Nothing but the lines from the one containing "Point out the gray" through the last line of the data below should be returned, each exactly as it stands, pictures excluded.

=== DATA TO EXAMINE ===

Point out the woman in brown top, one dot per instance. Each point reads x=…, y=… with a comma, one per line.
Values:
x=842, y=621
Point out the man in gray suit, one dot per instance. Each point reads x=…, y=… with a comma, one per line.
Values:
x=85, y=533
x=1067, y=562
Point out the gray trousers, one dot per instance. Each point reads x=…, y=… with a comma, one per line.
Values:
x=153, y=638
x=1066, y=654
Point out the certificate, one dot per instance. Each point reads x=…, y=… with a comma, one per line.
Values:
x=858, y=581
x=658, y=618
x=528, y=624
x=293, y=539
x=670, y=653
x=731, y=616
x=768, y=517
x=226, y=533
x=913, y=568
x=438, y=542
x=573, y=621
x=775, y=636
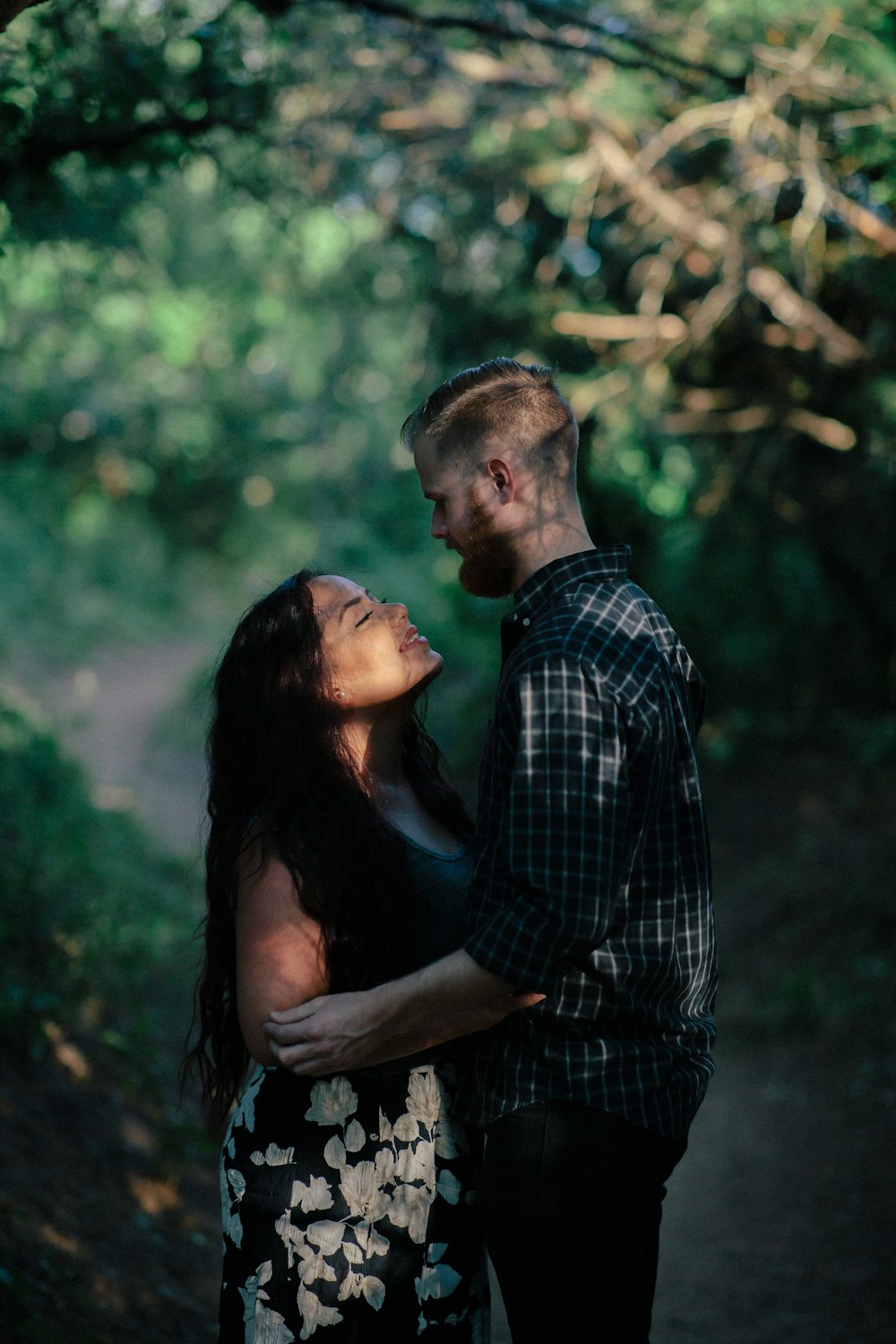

===

§ **RESULT FOR THIS TASK**:
Point out the gray trousers, one dot per instance. Each point reads x=…, y=… with a comma, one per line.
Values:
x=153, y=638
x=1066, y=654
Point out the certificate, one dot per instance. Each point reads x=…, y=… with a comma, one per line.
Values:
x=858, y=581
x=658, y=618
x=528, y=624
x=293, y=539
x=670, y=653
x=731, y=616
x=768, y=517
x=226, y=533
x=913, y=568
x=438, y=542
x=573, y=621
x=775, y=636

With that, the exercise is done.